* **Record set**:
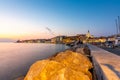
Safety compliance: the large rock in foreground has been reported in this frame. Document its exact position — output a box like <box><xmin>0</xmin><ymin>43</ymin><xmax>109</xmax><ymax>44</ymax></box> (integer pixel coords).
<box><xmin>24</xmin><ymin>51</ymin><xmax>92</xmax><ymax>80</ymax></box>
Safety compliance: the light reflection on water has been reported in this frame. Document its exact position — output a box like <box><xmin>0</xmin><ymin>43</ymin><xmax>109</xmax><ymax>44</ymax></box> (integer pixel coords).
<box><xmin>0</xmin><ymin>43</ymin><xmax>68</xmax><ymax>80</ymax></box>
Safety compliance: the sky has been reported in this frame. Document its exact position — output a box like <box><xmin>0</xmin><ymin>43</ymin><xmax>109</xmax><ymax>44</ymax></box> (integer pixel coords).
<box><xmin>0</xmin><ymin>0</ymin><xmax>120</xmax><ymax>41</ymax></box>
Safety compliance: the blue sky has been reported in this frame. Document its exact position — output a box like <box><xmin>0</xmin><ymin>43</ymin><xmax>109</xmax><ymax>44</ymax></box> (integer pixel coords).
<box><xmin>0</xmin><ymin>0</ymin><xmax>120</xmax><ymax>39</ymax></box>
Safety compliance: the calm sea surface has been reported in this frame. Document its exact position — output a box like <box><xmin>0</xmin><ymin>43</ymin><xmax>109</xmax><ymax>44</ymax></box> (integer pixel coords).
<box><xmin>0</xmin><ymin>43</ymin><xmax>68</xmax><ymax>80</ymax></box>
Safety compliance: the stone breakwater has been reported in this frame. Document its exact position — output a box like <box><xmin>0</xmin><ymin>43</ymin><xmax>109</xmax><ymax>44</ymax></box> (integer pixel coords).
<box><xmin>24</xmin><ymin>50</ymin><xmax>93</xmax><ymax>80</ymax></box>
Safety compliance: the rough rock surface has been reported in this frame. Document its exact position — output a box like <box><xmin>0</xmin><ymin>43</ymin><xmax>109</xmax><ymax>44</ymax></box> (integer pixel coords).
<box><xmin>24</xmin><ymin>50</ymin><xmax>92</xmax><ymax>80</ymax></box>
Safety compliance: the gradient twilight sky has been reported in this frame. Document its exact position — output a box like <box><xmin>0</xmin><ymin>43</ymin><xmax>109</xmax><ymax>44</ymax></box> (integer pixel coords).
<box><xmin>0</xmin><ymin>0</ymin><xmax>120</xmax><ymax>39</ymax></box>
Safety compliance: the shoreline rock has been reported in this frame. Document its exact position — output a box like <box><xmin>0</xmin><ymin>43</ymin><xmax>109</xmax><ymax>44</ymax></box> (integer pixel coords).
<box><xmin>24</xmin><ymin>50</ymin><xmax>93</xmax><ymax>80</ymax></box>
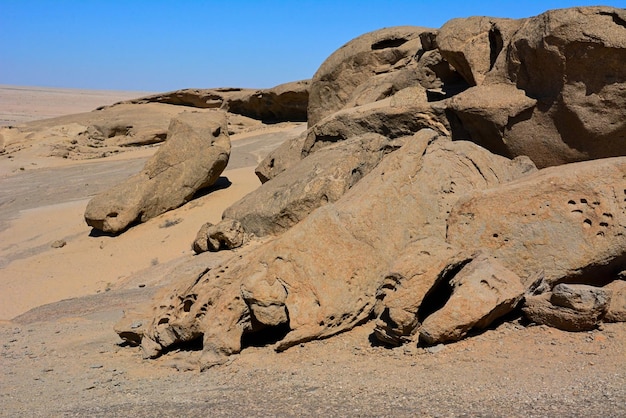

* **Your objective**: Retype all of the items above word for word, leaving the pictures out of your answer.

* **Output of the task**:
Safety compliance: the large rock in foreground has been reported in this frame. Document its exact position — output a box like <box><xmin>0</xmin><ymin>43</ymin><xmax>109</xmax><ymax>44</ymax></box> (integer pixel coords).
<box><xmin>24</xmin><ymin>51</ymin><xmax>92</xmax><ymax>80</ymax></box>
Safety compliance: the light reflection on water has been reported in this frame. Document its exact position — output a box like <box><xmin>0</xmin><ymin>43</ymin><xmax>109</xmax><ymax>44</ymax></box> (integer pixel coords).
<box><xmin>0</xmin><ymin>43</ymin><xmax>68</xmax><ymax>80</ymax></box>
Safety compliance: the sky has been reported in this frame. Document its exact position — output a box like <box><xmin>0</xmin><ymin>43</ymin><xmax>109</xmax><ymax>44</ymax></box> (integer pixel coords).
<box><xmin>0</xmin><ymin>0</ymin><xmax>120</xmax><ymax>41</ymax></box>
Safety compliance: the blue sky has been reported in this frame. Document its exact position — output a box like <box><xmin>0</xmin><ymin>43</ymin><xmax>109</xmax><ymax>44</ymax></box> (integer pixel coords).
<box><xmin>0</xmin><ymin>0</ymin><xmax>120</xmax><ymax>39</ymax></box>
Safety compliance: the calm sea surface has been reported in this frame. Document its exact position — output a box like <box><xmin>0</xmin><ymin>43</ymin><xmax>109</xmax><ymax>44</ymax></box> (integer pixel coords).
<box><xmin>0</xmin><ymin>43</ymin><xmax>68</xmax><ymax>80</ymax></box>
Safety compliance: the stone breakwater has been reported in this frame. Document its exact position — output a box like <box><xmin>0</xmin><ymin>43</ymin><xmax>109</xmax><ymax>44</ymax></box> (integer pixel coords).
<box><xmin>24</xmin><ymin>50</ymin><xmax>93</xmax><ymax>80</ymax></box>
Safety compliance: the rough rock surface has been reported in this frame. Document its exact position — output a box like <box><xmin>0</xmin><ymin>43</ymin><xmax>109</xmax><ymax>44</ymax></box> (integer pixel coords).
<box><xmin>24</xmin><ymin>50</ymin><xmax>92</xmax><ymax>80</ymax></box>
Safety compliance: the gradient twilight sky has been reported in this frame. Document its exact position — output a box like <box><xmin>0</xmin><ymin>43</ymin><xmax>109</xmax><ymax>44</ymax></box> (integer pixel coords).
<box><xmin>0</xmin><ymin>0</ymin><xmax>120</xmax><ymax>39</ymax></box>
Safety compliance: the shoreline rock has been reported in this frame. Document its exact position — output a box like <box><xmin>0</xmin><ymin>43</ymin><xmax>109</xmax><ymax>44</ymax></box> (integer pixel coords).
<box><xmin>24</xmin><ymin>50</ymin><xmax>93</xmax><ymax>80</ymax></box>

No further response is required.